El novelista reveló su método de trabajo al entrevistador para explicarle por qué había decidido que la conversación tendría que ser por mail en vez de viva voz. «Mi problema con la mayoría de las entrevistas es que están escritas como un terrible primer borrador. Si una pregunta pudiera llegar incluso a ser remotamente interesante, resulta muy complicado contestar con brevedad. En esas ocasiones siempre desearía que me dejaran recluirme un rato, a solas, en la habitación de al lado, para escribir cinco borradores y volver después con la contestación. Esto sería mejor para todos porque cuantas más vueltas doy a un asunto, más conciso puedo ser (normalmente)».
Foster Wallace escribía los dos primeros esbozos de un texto en papel. Decía que prefería el bolígrafo al ordenador aunque fuera un poco anticuado. Aparte de eso, no contestó nada más a la pregunta que le hizo Amherst Magazine sobre su proceso de escritura. «Fluctúo entre temporadas de una pereza horrible y parálisis total, y periodos de mucha energía y gran productividad. Pero, por lo que sé de otros escritores, no es nada inusual», indicó. «En el trabajo, por lo único que me distingo es por ser increíblemente rápido mecanografiando con dos dedos. El mejor de todos los que conozco».

CONSIGNA. Continúa el texto sobre el método de escritura de Foster Wallace a partir de su última oración. Los registros no tienen relación alguna con el texto.

REGISTROS SIN PROCESAR.
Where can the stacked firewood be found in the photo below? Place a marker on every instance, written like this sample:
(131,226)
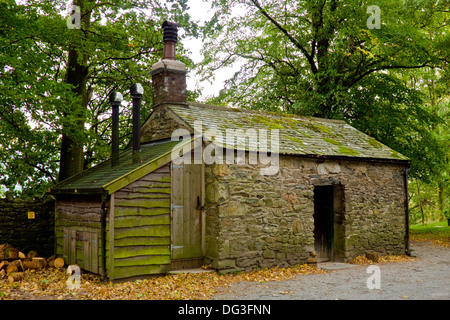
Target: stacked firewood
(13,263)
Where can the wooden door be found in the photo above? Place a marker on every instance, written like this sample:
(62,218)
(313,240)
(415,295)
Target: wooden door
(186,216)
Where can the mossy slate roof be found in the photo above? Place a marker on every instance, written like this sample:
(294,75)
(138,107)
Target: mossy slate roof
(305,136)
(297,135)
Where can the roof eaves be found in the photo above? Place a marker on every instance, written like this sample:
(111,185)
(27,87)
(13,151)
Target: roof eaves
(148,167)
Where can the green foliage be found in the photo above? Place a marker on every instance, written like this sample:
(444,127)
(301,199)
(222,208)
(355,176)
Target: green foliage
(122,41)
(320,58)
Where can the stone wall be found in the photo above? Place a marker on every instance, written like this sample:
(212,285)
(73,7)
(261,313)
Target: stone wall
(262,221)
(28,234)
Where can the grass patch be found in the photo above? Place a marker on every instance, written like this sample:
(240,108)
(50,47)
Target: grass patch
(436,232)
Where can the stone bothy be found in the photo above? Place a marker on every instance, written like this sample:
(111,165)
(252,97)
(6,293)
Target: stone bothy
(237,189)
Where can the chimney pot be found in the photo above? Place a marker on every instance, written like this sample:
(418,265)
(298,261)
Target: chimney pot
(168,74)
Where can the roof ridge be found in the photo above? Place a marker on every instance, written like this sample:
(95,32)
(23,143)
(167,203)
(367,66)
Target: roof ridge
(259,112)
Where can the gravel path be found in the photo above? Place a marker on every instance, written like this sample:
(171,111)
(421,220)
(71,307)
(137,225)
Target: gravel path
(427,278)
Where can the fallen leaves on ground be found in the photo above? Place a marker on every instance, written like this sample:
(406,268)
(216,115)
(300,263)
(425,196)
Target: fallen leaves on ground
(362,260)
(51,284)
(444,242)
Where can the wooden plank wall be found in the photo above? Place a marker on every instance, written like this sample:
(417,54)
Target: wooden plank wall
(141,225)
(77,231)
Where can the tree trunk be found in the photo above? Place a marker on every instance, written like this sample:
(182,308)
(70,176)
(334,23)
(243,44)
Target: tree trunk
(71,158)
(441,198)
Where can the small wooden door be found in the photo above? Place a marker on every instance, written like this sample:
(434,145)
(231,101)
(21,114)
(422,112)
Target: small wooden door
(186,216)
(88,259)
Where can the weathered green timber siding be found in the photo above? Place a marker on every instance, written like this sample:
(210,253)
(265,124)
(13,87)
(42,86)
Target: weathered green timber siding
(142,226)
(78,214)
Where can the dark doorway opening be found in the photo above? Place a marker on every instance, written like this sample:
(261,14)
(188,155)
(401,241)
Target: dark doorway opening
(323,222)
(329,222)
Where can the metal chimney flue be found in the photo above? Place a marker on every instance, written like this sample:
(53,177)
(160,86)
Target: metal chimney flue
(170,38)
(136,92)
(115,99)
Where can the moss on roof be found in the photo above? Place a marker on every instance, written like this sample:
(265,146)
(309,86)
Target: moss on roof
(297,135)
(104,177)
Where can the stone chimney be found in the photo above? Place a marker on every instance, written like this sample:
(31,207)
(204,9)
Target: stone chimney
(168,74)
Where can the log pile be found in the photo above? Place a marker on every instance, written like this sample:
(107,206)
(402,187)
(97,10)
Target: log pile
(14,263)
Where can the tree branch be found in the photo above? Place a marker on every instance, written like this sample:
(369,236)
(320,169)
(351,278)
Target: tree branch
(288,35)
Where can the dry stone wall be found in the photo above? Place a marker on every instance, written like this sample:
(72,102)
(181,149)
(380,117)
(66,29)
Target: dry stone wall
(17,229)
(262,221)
---
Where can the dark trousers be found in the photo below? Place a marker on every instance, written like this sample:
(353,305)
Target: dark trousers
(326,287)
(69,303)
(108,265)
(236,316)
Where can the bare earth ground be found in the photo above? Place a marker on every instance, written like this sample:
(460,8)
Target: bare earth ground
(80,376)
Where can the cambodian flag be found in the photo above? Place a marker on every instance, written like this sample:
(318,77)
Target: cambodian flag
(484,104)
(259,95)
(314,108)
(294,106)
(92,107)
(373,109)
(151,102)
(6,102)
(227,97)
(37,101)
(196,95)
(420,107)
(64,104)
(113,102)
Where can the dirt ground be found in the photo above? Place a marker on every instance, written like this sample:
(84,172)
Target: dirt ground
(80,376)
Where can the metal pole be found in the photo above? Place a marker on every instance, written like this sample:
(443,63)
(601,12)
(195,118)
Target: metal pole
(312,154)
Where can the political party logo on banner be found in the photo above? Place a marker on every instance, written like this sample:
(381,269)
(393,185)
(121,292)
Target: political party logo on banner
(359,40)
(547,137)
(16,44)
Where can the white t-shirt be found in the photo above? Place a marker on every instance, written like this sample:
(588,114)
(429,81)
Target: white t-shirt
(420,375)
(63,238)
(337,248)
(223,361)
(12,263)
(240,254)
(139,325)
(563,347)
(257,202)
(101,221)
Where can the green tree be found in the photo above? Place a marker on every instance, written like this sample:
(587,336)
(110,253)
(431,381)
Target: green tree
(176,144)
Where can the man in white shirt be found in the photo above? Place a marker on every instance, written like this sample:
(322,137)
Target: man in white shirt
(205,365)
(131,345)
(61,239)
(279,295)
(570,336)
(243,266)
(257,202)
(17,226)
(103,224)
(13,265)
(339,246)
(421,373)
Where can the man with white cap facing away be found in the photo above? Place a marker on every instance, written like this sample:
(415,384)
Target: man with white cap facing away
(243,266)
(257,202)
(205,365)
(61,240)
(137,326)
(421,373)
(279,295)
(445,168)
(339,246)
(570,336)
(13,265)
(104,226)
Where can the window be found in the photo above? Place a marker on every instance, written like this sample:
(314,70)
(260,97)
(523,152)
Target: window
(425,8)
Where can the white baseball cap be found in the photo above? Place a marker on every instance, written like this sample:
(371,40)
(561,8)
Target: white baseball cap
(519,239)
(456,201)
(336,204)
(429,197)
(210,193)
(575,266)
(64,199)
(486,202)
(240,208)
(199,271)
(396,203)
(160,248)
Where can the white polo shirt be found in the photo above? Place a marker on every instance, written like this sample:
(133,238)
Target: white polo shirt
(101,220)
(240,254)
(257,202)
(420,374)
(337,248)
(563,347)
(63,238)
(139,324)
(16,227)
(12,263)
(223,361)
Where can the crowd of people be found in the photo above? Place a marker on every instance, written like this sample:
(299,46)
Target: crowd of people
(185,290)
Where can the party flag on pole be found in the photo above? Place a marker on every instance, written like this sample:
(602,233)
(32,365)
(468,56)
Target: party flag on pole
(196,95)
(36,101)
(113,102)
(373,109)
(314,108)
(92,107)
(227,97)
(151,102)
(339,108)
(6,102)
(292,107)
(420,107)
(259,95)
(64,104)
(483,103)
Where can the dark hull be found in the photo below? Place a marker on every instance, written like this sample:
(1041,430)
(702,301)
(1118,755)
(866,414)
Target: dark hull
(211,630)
* * *
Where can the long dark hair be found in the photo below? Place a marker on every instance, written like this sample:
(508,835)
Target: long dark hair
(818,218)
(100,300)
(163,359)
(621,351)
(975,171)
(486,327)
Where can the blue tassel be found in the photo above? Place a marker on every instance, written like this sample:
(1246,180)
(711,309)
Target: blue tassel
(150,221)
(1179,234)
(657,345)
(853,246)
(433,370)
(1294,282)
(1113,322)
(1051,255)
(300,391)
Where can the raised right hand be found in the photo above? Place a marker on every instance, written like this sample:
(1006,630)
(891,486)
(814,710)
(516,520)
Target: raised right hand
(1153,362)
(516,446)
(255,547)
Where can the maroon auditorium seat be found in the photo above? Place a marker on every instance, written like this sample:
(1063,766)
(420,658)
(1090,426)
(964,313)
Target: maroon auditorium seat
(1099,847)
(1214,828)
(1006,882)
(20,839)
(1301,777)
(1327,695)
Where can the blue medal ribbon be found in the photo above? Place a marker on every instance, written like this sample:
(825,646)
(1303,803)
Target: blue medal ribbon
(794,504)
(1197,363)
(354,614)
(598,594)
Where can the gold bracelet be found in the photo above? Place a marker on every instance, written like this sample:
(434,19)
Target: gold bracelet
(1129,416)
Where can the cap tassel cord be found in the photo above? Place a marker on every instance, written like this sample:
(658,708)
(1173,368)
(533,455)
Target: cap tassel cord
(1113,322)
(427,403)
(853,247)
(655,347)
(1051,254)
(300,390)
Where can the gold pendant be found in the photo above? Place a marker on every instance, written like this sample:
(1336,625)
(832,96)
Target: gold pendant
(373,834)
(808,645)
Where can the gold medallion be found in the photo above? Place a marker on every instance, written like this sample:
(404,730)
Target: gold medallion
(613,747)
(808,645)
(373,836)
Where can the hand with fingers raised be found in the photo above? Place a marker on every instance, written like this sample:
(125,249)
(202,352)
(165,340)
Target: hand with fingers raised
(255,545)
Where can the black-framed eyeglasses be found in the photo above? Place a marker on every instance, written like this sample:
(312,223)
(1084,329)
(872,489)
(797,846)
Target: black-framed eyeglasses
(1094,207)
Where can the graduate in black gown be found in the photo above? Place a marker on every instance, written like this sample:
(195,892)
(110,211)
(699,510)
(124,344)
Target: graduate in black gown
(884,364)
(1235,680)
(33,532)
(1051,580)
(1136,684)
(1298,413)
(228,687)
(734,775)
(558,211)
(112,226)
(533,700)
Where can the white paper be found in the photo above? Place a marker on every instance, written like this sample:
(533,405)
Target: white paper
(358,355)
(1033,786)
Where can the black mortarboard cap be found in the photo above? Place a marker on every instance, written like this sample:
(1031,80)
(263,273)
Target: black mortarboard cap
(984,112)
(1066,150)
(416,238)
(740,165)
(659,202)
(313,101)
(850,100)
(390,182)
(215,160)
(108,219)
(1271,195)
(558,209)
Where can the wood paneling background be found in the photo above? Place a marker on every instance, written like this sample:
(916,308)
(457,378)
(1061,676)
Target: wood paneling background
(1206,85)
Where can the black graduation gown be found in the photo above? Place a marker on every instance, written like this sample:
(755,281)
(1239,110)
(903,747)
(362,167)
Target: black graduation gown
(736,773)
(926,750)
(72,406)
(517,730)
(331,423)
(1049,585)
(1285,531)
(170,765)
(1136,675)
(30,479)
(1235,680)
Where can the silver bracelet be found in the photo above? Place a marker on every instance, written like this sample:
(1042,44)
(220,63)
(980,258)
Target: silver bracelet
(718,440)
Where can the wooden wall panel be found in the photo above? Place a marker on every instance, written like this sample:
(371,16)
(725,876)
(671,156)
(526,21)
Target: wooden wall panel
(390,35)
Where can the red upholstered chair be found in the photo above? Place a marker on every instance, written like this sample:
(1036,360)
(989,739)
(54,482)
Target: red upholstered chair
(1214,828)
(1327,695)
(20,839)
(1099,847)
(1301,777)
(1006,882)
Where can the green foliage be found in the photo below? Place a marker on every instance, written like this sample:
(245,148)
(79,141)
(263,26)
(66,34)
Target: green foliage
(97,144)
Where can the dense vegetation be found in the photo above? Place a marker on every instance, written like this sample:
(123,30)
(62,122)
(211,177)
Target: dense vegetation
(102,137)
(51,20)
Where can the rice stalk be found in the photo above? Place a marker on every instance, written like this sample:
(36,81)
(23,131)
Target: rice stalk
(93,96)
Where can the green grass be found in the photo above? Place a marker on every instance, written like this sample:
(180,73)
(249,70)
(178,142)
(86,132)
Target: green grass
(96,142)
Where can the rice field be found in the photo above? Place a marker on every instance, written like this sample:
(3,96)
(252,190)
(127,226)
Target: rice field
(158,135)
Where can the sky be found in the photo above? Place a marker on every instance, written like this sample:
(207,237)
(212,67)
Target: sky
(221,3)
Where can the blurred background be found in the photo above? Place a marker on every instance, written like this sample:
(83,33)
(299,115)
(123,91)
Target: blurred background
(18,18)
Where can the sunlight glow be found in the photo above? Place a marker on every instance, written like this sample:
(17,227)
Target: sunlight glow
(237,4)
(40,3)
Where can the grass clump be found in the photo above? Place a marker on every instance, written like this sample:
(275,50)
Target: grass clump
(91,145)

RESULTADO DEL EJERCICIO.
En invierno de 1996, Laura Miller le preguntó cómo era la vida de un joven literato. La periodista quería saber si era fácil dedicarse a la novela a finales del XX. El autor de La escoba del sistema (1987) le contestó que la ficción literaria y la poesía estaban marginadas. Pero no era por esa idea que corría entre muchos escritores de que el público era imbécil. Ni tampoco porque estuvieran hipnotizados por la basura televisiva. Wallace detestaba esas ‘fiestas para compadecerse’ que montaban los escritores porque no tenían todos los lectores que deseaban.
«Si un tipo de arte es marginado, es porque ya no dice nada a la gente», especificó en aquella entrevista con Salon. «Si tú, el escritor, sucumbes a la idea de que la audiencia es demasiado estúpida, te encontrarás con dos trampas. La primera es la avant-garde. Piensas que tienes que escribir para otros escritores y no te preocupas de que tus textos sean accesibles o relevantes. En lo que te esfuerzas es en que resulten innovadores en la técnica y la estructura. Pretendes que parezcan inteligentes y te despreocupas por comunicarte realmente con el lector y que sienta ese emoción en el estómago por la que todos leemos».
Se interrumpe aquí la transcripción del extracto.